● **AVAILABLE DATA**:
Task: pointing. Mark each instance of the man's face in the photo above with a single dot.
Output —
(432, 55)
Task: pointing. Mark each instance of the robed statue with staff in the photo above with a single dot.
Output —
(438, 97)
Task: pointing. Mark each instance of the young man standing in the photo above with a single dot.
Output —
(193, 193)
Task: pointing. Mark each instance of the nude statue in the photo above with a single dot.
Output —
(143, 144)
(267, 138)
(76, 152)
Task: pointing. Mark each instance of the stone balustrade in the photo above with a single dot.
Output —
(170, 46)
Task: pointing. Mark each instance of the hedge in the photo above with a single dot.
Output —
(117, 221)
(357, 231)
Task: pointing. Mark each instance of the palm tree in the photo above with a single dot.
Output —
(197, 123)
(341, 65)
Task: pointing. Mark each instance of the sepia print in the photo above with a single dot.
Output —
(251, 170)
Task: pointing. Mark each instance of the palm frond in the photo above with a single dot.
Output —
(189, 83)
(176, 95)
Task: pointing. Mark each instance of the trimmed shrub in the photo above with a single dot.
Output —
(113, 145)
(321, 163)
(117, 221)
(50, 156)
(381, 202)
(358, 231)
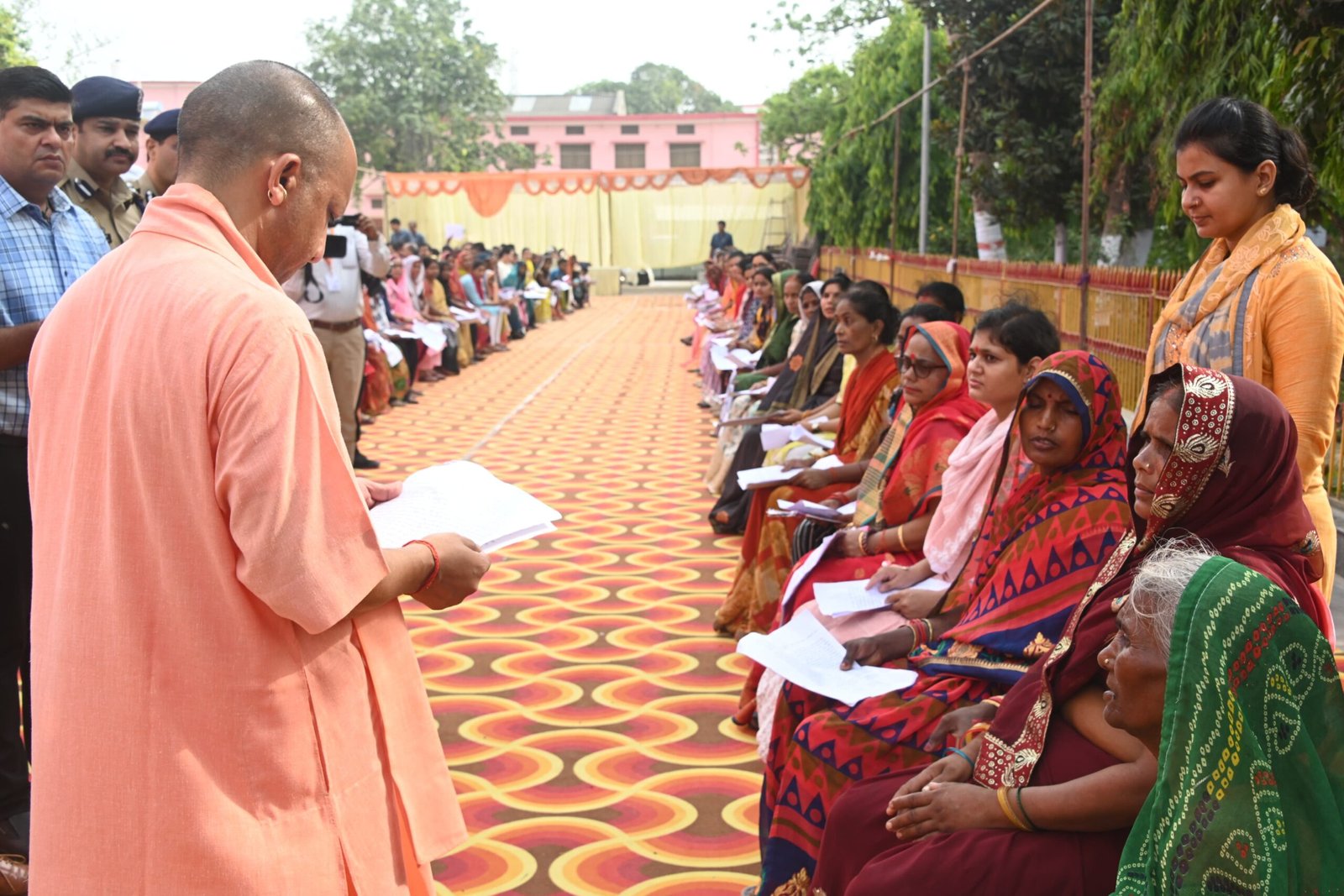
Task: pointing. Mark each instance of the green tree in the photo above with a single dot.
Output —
(851, 179)
(795, 120)
(413, 82)
(13, 38)
(660, 89)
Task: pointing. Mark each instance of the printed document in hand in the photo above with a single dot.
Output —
(842, 598)
(759, 477)
(817, 511)
(461, 497)
(806, 654)
(801, 573)
(432, 335)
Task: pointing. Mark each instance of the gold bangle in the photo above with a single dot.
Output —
(1007, 808)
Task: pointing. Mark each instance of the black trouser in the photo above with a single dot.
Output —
(15, 610)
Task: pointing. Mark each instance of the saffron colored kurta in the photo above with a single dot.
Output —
(207, 720)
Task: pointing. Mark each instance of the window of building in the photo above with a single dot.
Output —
(685, 155)
(528, 161)
(629, 155)
(575, 155)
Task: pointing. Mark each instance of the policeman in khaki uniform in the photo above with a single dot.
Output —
(160, 157)
(107, 113)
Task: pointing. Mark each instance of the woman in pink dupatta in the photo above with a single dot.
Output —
(403, 312)
(1005, 351)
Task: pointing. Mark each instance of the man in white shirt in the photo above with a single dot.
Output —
(333, 296)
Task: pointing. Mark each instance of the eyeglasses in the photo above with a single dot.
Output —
(920, 369)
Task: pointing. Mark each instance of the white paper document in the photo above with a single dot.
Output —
(806, 654)
(461, 497)
(843, 598)
(761, 477)
(432, 335)
(819, 511)
(773, 436)
(801, 573)
(828, 463)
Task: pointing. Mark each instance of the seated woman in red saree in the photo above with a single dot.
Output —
(866, 329)
(1215, 458)
(1035, 555)
(1008, 347)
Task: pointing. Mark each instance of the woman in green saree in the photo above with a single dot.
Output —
(1247, 719)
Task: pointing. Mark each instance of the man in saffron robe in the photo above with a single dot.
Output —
(225, 689)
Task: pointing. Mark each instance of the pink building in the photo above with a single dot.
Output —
(595, 132)
(160, 96)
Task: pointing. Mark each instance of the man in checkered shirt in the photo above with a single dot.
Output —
(46, 244)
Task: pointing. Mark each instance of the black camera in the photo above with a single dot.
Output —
(336, 246)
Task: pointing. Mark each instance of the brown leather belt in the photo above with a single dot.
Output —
(338, 328)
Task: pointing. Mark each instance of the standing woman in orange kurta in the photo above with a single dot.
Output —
(1263, 301)
(207, 587)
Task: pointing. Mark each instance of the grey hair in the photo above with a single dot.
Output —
(1162, 578)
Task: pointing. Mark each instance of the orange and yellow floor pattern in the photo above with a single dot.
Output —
(582, 698)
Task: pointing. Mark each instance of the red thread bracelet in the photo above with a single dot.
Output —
(433, 575)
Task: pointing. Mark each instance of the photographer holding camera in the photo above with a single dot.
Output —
(333, 297)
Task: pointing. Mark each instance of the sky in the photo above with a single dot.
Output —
(606, 40)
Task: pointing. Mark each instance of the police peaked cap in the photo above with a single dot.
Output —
(163, 125)
(104, 97)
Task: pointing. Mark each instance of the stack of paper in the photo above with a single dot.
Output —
(763, 477)
(461, 497)
(806, 654)
(819, 511)
(774, 436)
(843, 598)
(465, 316)
(804, 569)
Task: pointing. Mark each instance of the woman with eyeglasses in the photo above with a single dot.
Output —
(1034, 558)
(866, 329)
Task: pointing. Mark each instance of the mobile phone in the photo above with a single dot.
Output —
(336, 246)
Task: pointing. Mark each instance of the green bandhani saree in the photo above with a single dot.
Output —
(1250, 783)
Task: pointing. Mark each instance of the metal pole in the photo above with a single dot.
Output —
(924, 147)
(895, 195)
(1088, 103)
(956, 181)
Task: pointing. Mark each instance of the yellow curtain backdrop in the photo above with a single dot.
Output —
(629, 228)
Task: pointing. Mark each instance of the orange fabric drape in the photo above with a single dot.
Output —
(488, 191)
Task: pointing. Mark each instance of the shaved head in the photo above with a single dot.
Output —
(255, 110)
(269, 145)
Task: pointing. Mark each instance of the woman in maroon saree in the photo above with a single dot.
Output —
(1216, 458)
(1034, 557)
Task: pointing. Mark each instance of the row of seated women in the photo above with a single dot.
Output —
(501, 297)
(1047, 743)
(804, 376)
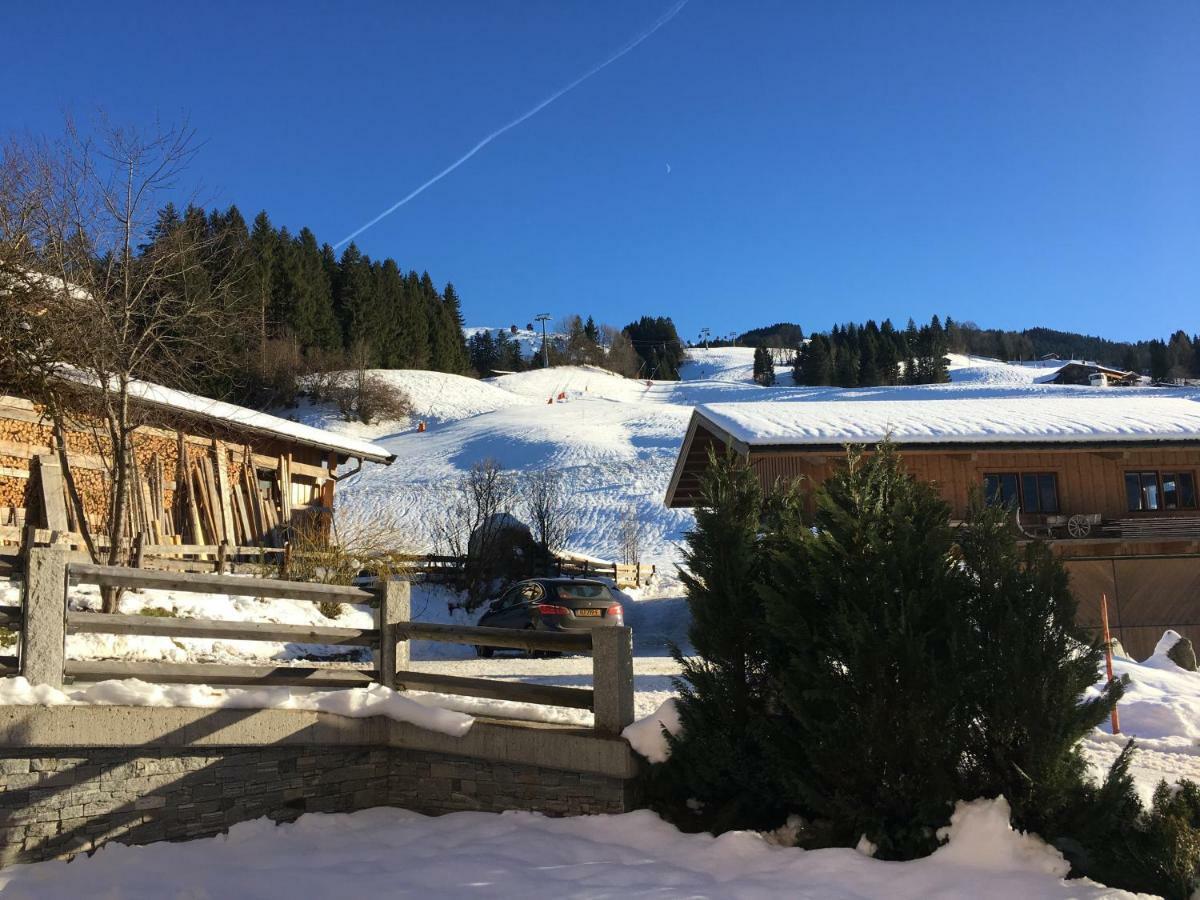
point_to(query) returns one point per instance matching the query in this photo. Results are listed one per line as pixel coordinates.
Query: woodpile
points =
(184, 489)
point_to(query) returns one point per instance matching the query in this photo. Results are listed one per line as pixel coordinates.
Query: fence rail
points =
(47, 619)
(201, 558)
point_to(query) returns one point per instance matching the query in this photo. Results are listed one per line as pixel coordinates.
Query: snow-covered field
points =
(388, 852)
(615, 439)
(616, 442)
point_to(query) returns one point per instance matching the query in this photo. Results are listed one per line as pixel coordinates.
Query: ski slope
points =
(615, 439)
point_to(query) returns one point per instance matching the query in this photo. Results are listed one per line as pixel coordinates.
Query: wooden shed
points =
(205, 472)
(1110, 481)
(1085, 373)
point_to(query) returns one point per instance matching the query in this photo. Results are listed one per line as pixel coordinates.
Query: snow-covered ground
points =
(389, 852)
(615, 439)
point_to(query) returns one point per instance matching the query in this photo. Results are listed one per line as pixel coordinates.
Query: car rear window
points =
(583, 592)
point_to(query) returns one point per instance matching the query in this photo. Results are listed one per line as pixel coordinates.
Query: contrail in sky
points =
(661, 21)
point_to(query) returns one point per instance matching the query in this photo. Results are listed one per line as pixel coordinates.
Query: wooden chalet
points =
(1087, 373)
(205, 472)
(1110, 481)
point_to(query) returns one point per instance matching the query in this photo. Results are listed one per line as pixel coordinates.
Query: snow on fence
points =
(47, 619)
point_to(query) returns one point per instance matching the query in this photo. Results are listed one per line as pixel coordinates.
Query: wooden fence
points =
(46, 621)
(255, 559)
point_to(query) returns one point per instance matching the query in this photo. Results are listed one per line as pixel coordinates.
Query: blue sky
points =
(1017, 163)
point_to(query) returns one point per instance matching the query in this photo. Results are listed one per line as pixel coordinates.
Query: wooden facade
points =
(1145, 561)
(196, 480)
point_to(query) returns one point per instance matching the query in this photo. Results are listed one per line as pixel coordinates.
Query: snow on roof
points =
(251, 420)
(1038, 418)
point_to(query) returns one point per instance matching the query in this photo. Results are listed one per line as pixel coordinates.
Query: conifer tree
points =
(1035, 667)
(456, 358)
(865, 611)
(723, 701)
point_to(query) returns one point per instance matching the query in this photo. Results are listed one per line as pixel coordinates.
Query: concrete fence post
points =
(395, 607)
(612, 678)
(43, 629)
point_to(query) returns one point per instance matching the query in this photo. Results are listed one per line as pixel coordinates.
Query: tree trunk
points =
(121, 451)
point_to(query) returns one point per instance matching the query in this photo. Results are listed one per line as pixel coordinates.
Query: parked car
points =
(553, 605)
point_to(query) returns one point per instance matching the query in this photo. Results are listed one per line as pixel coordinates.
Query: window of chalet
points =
(1027, 491)
(1149, 491)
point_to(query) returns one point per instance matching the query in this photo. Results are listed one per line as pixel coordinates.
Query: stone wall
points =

● **ACTIVITY**: Looking at the data above, return every line from the one with "Task: pointing. Mark each instance of the woman in green" down to the one with "Task: pointing. Mark each instance of the man in checkered", exactly and inclusively.

● **RESPONSE BELOW**:
Task: pointing. Mark each instance of the woman in green saree in the photo above with a single dot.
Output —
(1247, 719)
Task: pointing. Mark each instance of the man in saffron robe in the photo above with a single dot.
Output —
(225, 689)
Task: pointing. Mark each instance of the pink building in the photo above with a single dot.
Output —
(595, 132)
(160, 96)
Task: pointing. Mark each instance of the man in checkered shirt in the photo above with a single dot.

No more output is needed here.